_Task details_
Copy the data below exactly, omitting any picture it contains.

Start

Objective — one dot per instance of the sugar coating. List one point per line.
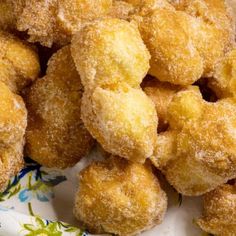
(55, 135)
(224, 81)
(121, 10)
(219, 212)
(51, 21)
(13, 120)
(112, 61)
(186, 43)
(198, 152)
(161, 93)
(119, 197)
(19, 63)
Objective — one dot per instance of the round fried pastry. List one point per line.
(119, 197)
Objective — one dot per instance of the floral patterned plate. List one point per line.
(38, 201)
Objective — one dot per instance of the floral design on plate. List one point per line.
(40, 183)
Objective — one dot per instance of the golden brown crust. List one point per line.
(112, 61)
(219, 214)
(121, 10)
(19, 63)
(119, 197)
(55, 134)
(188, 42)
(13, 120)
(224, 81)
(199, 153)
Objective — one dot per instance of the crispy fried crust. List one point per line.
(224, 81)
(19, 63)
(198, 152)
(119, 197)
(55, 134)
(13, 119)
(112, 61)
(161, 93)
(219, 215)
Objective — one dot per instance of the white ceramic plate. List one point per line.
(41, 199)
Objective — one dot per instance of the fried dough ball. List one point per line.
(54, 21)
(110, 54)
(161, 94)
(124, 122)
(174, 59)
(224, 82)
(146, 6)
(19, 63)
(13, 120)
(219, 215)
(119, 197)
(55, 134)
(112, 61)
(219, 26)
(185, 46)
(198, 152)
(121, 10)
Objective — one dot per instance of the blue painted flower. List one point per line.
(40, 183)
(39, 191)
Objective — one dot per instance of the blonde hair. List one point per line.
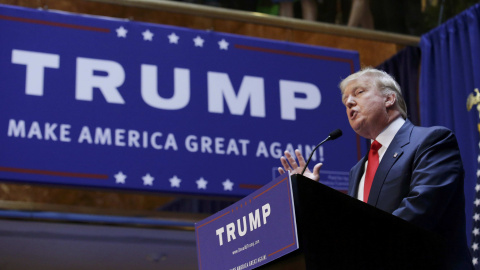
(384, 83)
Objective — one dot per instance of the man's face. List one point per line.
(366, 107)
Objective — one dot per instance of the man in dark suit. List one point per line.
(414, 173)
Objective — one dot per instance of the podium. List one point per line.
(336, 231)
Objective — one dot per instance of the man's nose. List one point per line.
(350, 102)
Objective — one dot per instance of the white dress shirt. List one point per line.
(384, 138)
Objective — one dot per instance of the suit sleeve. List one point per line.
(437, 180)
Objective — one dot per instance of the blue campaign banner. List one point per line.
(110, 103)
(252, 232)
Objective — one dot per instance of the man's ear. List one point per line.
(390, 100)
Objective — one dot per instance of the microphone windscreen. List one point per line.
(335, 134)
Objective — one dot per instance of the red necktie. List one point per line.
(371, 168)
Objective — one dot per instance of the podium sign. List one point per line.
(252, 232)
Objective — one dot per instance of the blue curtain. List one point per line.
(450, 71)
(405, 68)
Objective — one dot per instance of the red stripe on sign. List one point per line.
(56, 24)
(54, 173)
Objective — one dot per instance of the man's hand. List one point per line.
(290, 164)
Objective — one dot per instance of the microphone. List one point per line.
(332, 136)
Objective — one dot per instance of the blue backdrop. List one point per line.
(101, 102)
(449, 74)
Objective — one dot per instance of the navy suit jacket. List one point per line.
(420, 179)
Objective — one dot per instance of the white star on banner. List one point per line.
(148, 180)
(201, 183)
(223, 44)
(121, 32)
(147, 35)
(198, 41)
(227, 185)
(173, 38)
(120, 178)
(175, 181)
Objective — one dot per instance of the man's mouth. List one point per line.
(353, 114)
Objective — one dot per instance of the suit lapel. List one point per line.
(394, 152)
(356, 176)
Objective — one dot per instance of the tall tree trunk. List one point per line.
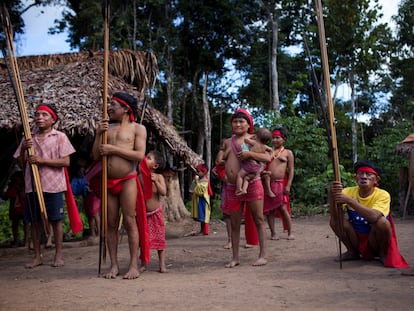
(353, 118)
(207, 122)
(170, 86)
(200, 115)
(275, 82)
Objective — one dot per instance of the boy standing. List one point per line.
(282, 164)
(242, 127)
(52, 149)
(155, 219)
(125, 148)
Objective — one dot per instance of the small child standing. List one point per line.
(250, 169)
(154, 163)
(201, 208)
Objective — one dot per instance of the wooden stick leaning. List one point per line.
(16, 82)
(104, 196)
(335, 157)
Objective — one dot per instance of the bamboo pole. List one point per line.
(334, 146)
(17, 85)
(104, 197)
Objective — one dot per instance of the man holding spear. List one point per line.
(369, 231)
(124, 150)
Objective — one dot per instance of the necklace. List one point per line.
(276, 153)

End

_Written response_
Objective — one dot per instance of the sugar coating. List one point per line.
(55, 135)
(224, 81)
(121, 10)
(219, 212)
(51, 21)
(13, 120)
(112, 61)
(186, 43)
(198, 152)
(161, 93)
(119, 197)
(19, 63)
Objective — one dot per instance of the round fried pastry. List one point per line.
(119, 197)
Objective — one dot per instance of the floral patterned plate. List one point per line.
(38, 201)
Objective — one dot per instance of the floral design on plate. List one point per line.
(40, 183)
Objective — one dot per instance of the golden brown crust. List one point per line.
(112, 61)
(219, 214)
(121, 10)
(19, 63)
(119, 197)
(55, 134)
(188, 42)
(13, 120)
(224, 81)
(199, 153)
Objective — one dot per instance of the crispy fried crust. List one point per line.
(224, 81)
(19, 63)
(198, 152)
(119, 197)
(55, 134)
(13, 119)
(112, 61)
(161, 93)
(219, 215)
Objective — one dot per instance of the white ceramic plate. List one point per line.
(41, 199)
Objective — one dot per instance of the fried dough ball. List one point per line.
(54, 21)
(110, 54)
(161, 94)
(124, 122)
(174, 59)
(224, 82)
(146, 6)
(19, 63)
(13, 120)
(219, 215)
(119, 197)
(55, 134)
(112, 61)
(219, 26)
(185, 46)
(198, 152)
(121, 10)
Objective — one dot per instance of the blue painted flower. List one point per line.
(40, 183)
(39, 191)
Objective — one dot per instance of the blonde hair. List one point per line.
(384, 83)
Objective — one dot per instance of the man's face. List one point per line.
(366, 107)
Objective — one dot per instance of the man in dark suit. List one point per line.
(414, 173)
Objective — one dot per instance of the podium. List one point per line.
(336, 231)
Objective — one dot per instance of the man's nose. List one point per line.
(350, 102)
Objective — one dot per instance of the white dress shirt. List one point per line.
(384, 138)
Objective — one dot per instance of the suit sleeve. List one point per line.
(437, 180)
Objective — one dot per instance of the blue campaign banner. List one point per line.
(110, 103)
(252, 232)
Objective — one dot per instance of the man's ear. List one point per line.
(390, 100)
Objective — one dot per instance of the microphone windscreen. List one point per line.
(335, 134)
Objective — one dot per instance of the red necktie. List one point per line.
(371, 168)
Objective — one dot per instance of the podium sign. List one point per line.
(252, 232)
Objective — one dot per instance of the blue curtain. List one point per line.
(450, 71)
(405, 68)
Objective — one dot per instance of the red stripe on sign. List one point per line.
(56, 24)
(54, 173)
Objective — one dot per instance of the man's hand. List one point per line.
(290, 164)
Objective — one dot per instance of the microphone. List one point per line.
(332, 136)
Objective — one dot per instance of the blue backdrop. List one point per line.
(101, 102)
(449, 74)
Objective — one dot per instance of the navy suit jacket. List one point per line.
(420, 179)
Objective — one dot per instance of the white star on banner. List one point per line.
(148, 180)
(201, 183)
(223, 44)
(121, 32)
(147, 35)
(198, 41)
(227, 185)
(173, 38)
(120, 178)
(175, 181)
Objective — one dot per instance of the man's mouth. List one point per line.
(353, 114)
Objective — one dot per instance of the suit lapel. List one point per line.
(394, 152)
(356, 176)
Objective — one dot per instance of the tall tree trunk. List one point per line.
(353, 118)
(207, 122)
(170, 86)
(200, 115)
(275, 82)
Objective — one dot per instance of the boy standing. List one point per line.
(282, 164)
(242, 127)
(52, 149)
(155, 219)
(125, 148)
Objective — one dot per instance of the small child standing. List one point per line.
(250, 169)
(154, 163)
(201, 208)
Objective — one dot per instance of the wooden stick leaning. List one point per line.
(16, 82)
(104, 196)
(335, 157)
Objective — one dot per instance of the bamboo pole. List one point per line.
(334, 146)
(17, 85)
(104, 197)
Objective — one dot per instance of the man holding spear. List one point per line.
(369, 231)
(124, 150)
Objective — one dot per instance of the necklace. List one point per line.
(276, 153)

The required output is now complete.